Input rows

··········

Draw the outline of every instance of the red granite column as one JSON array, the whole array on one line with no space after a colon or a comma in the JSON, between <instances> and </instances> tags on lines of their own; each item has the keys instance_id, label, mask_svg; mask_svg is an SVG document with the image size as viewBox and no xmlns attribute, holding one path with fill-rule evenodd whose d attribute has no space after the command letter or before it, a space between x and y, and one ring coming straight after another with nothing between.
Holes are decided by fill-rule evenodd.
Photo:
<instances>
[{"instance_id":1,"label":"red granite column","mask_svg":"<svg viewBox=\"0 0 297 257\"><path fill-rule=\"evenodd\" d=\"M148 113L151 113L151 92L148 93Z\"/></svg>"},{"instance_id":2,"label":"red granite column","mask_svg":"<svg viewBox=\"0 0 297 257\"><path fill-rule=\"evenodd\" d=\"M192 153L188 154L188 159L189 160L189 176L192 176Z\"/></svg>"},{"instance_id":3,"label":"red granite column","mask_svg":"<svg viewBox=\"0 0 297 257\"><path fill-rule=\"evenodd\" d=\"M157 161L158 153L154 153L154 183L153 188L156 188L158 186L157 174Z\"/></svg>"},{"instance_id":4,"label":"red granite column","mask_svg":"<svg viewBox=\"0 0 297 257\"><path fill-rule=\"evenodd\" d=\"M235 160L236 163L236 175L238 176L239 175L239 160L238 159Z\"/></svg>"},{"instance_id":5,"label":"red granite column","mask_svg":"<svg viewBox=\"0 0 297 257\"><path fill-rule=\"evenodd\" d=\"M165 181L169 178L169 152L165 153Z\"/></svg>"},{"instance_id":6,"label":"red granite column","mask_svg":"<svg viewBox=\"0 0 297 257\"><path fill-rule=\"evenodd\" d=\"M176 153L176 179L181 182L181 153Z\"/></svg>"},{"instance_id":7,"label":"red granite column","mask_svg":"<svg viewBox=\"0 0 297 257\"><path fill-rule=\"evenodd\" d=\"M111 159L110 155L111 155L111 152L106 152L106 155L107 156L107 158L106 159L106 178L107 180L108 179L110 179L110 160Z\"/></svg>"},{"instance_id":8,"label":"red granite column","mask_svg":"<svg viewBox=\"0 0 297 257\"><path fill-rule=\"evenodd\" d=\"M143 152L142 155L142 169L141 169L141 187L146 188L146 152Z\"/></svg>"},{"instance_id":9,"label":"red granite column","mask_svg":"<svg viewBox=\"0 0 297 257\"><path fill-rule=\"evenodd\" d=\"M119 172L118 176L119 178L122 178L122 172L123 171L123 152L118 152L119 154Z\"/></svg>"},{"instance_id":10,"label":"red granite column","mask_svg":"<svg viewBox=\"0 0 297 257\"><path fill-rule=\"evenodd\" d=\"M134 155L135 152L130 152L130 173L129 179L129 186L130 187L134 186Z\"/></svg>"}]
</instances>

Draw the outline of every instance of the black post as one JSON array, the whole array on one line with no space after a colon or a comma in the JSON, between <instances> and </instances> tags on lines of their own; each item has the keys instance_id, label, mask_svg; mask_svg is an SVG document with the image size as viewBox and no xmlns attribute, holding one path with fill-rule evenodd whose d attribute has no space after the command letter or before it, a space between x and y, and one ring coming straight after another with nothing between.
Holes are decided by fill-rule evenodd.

··········

Work to do
Substitute "dark post" for "black post" throughout the records above, and give them again with nothing else changed.

Task answer
Draw the outline of every instance of the red granite column as one JSON array, the whole array on one line with no space after a colon or a comma in the JSON, between <instances> and </instances> tags on lines of their own; each item has the keys instance_id, label, mask_svg; mask_svg is an SVG document with the image size as viewBox and no xmlns attribute, holding one path with fill-rule evenodd whose d attribute has no space after the command letter or before it, a space between x and y, and one ring coming straight after another with nothing between.
Holes are decided by fill-rule evenodd.
Photo:
<instances>
[{"instance_id":1,"label":"red granite column","mask_svg":"<svg viewBox=\"0 0 297 257\"><path fill-rule=\"evenodd\" d=\"M148 113L151 113L151 92L148 93Z\"/></svg>"},{"instance_id":2,"label":"red granite column","mask_svg":"<svg viewBox=\"0 0 297 257\"><path fill-rule=\"evenodd\" d=\"M192 153L188 154L188 159L189 160L189 176L192 176Z\"/></svg>"},{"instance_id":3,"label":"red granite column","mask_svg":"<svg viewBox=\"0 0 297 257\"><path fill-rule=\"evenodd\" d=\"M157 161L158 153L154 153L154 183L153 188L156 188L158 186L157 174Z\"/></svg>"},{"instance_id":4,"label":"red granite column","mask_svg":"<svg viewBox=\"0 0 297 257\"><path fill-rule=\"evenodd\" d=\"M235 160L236 163L236 175L238 176L239 175L239 160L238 159Z\"/></svg>"},{"instance_id":5,"label":"red granite column","mask_svg":"<svg viewBox=\"0 0 297 257\"><path fill-rule=\"evenodd\" d=\"M165 181L169 178L169 152L165 153Z\"/></svg>"},{"instance_id":6,"label":"red granite column","mask_svg":"<svg viewBox=\"0 0 297 257\"><path fill-rule=\"evenodd\" d=\"M176 153L176 179L181 182L181 153Z\"/></svg>"},{"instance_id":7,"label":"red granite column","mask_svg":"<svg viewBox=\"0 0 297 257\"><path fill-rule=\"evenodd\" d=\"M111 159L110 155L111 155L111 152L106 152L106 155L107 156L107 158L106 159L106 178L107 180L108 179L110 179L110 160Z\"/></svg>"},{"instance_id":8,"label":"red granite column","mask_svg":"<svg viewBox=\"0 0 297 257\"><path fill-rule=\"evenodd\" d=\"M143 152L142 155L142 169L141 169L141 187L146 188L146 152Z\"/></svg>"},{"instance_id":9,"label":"red granite column","mask_svg":"<svg viewBox=\"0 0 297 257\"><path fill-rule=\"evenodd\" d=\"M119 172L118 176L119 178L122 178L122 172L123 171L123 152L118 152L119 154Z\"/></svg>"},{"instance_id":10,"label":"red granite column","mask_svg":"<svg viewBox=\"0 0 297 257\"><path fill-rule=\"evenodd\" d=\"M134 155L135 152L130 152L130 173L129 179L129 186L130 187L134 186Z\"/></svg>"}]
</instances>

Draw the outline of every instance of the dark post as one JSON array, the whole array on one line with no space after a colon or a comma in the JSON, between <instances> and </instances> tags on lines of their own; each item has the keys instance_id, label, mask_svg; mask_svg is an SVG document with the image size as viewBox and no xmlns attribute, holding one path with fill-rule evenodd whose d attribute has no space after the command letter or before it, a space between x and y, and one ring coming straight after another with nothing between.
Holes are decided by fill-rule evenodd.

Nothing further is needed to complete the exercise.